▶ **THE PROBLEM**:
Leave out the pictures and transcribe the rest of the records exactly.

(Entries from a point annotation set)

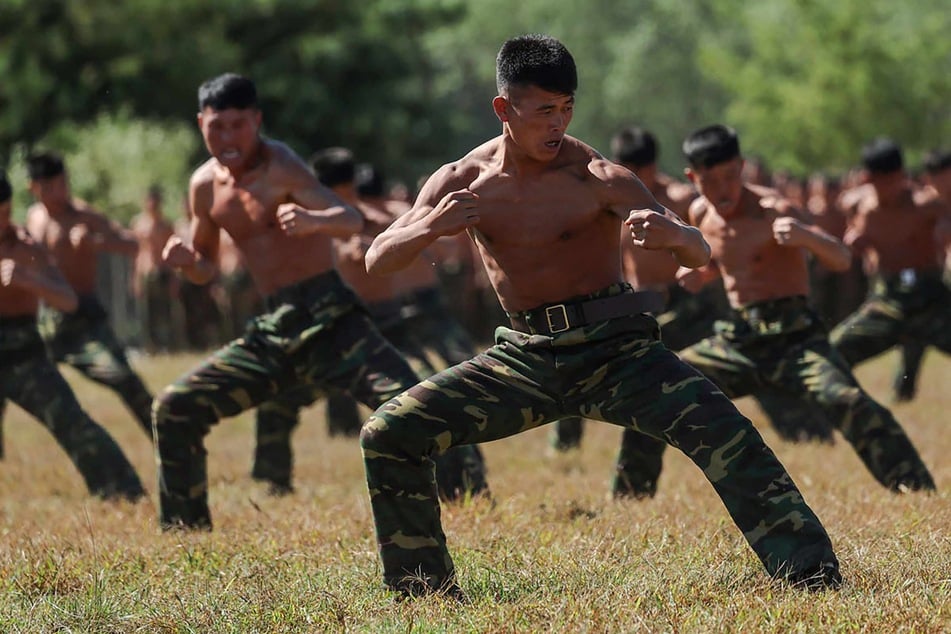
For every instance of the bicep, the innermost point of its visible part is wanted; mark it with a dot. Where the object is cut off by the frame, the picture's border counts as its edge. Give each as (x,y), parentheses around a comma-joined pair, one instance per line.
(205,233)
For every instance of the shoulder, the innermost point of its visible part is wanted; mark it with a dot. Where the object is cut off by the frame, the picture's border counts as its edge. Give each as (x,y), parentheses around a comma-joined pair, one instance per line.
(697,210)
(203,176)
(280,155)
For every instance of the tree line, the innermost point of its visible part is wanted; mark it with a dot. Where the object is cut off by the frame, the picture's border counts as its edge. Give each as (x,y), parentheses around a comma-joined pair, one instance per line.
(407,83)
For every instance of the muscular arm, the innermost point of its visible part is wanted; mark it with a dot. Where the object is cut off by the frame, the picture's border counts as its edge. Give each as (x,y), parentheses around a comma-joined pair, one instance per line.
(35,272)
(652,225)
(444,207)
(198,261)
(315,208)
(792,228)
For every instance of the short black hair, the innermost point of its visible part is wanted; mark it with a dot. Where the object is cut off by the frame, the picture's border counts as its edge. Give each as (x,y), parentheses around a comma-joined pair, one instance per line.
(937,161)
(227,91)
(334,166)
(369,181)
(6,191)
(44,165)
(711,145)
(882,156)
(536,60)
(634,146)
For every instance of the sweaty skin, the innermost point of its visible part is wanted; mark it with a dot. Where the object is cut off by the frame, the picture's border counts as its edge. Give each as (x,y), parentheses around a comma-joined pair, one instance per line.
(75,233)
(758,244)
(569,211)
(897,230)
(279,216)
(645,268)
(28,274)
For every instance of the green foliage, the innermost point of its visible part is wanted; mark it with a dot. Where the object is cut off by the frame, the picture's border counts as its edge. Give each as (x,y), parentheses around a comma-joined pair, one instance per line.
(113,160)
(407,83)
(812,81)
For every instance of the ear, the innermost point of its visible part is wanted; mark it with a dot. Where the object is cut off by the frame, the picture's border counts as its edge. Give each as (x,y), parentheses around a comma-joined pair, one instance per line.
(501,105)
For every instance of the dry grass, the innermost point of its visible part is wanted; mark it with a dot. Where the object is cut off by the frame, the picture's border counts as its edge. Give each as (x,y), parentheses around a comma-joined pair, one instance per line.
(554,554)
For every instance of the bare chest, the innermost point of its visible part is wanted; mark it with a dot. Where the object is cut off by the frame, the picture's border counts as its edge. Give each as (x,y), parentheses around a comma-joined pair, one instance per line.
(890,230)
(246,212)
(555,209)
(740,241)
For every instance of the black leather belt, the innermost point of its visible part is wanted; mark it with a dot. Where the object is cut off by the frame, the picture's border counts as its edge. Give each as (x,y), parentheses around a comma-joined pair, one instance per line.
(554,318)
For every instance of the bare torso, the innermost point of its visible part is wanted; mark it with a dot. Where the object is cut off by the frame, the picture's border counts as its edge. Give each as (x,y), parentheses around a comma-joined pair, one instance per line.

▶ **RESULT OF THE TASK**:
For every instance of the bicep, the innermost point of its visible part is wanted; mark it with a dot. Where the object is cut off by the frame, the picture's border counts as its edge. Give each as (x,y), parentheses around a comma-joined pair, one instance per line.
(205,233)
For every instance of the shoulder, the innermost point of its visible part is wanted; mark it with a dot. Where the object is cut off by the frame, the picture's border counts as its edge. Give each as (x,y), parentheses around a comma-joined pair, one instance per line.
(697,210)
(203,176)
(280,155)
For every instance of the tree line, the innermost point of its visible part is wanted; mark it with a dot. Where the object is cut off by the frame, the picture's border counts as its edge. Give each as (x,y), parentheses around a comma-joined pair, one instance per line.
(407,83)
For every instance of the muscular arm, the innermost point of its visible part is wanted; mark it with a dot. Where the object is cut off by the frame, the picture's border counts as its edge. Give each as (x,y), parentheses around a comma-joined pair, one instance per line.
(35,272)
(652,225)
(444,207)
(198,261)
(315,208)
(792,228)
For every instance of the short black hair, the innermost point of its visible part is wanted; mark it with a dot. Where the object is cut off by the frame, the picture's border counts as its edge. Give each as (x,y), parentheses around a comma-joined pair, one instance per line.
(937,161)
(227,91)
(334,166)
(369,181)
(6,191)
(44,165)
(711,145)
(882,156)
(536,60)
(634,146)
For every instance of the sweaty skin, the innermost point of its visible part is wanted; mark it with a dot. Where the object is cut off by the frame, the picture's border counts as its edge. Give each as (x,y), parentheses around a comma-joined pair, one instance per line.
(75,233)
(758,244)
(569,211)
(897,230)
(279,216)
(645,268)
(28,274)
For every instance of the green foliage, the innermost point of its visible part is wanted; mark it with a dot. Where the object is cut off by the frame, the picture's border counts as its edge. Give each as (x,y), parentheses around a comma-joined pair, one instance per line.
(113,160)
(407,83)
(812,81)
For every instance of the ear, the innermost point of its visible part is wanted; mark it with a dot. Where the object is cut off by the frame, the picture's border counts as its edge. Give each as (x,y), parentheses around a comma-joined pair, one instance per line.
(501,105)
For every instance of the dry grass, the innermost point of its visible part is wanted; mark it with a dot. Where the object is cut off by the frame, the picture's border counts as its edge. Give each as (x,y), parentheses around a comma-joined pair, one instance per line.
(554,554)
For every instance of the bare chest, the innermost point of its visible part is wanted; mark it with a dot. Where the object is cut off by the frame, the picture's border counts as its edge. Give each as (x,y), parentheses around a comma-joined pair, one instance per line.
(890,230)
(246,212)
(555,209)
(740,241)
For every instance of the black leather belt, the innermost point of its visible part is wanted; mark it with a dot. Where the object is cut off by the frame, the picture's border counts as its edge. Give each as (x,y), parentheses around a comma-joined pair, one instance per line.
(554,318)
For every instance of the bare torso, the innermost point of its visible part is wanted; mark it with a dot. Where the object is cut off by the frame, the picture's border counts as its edge. Give each as (x,y), parentheses around a comma-joined pair, one instance per line.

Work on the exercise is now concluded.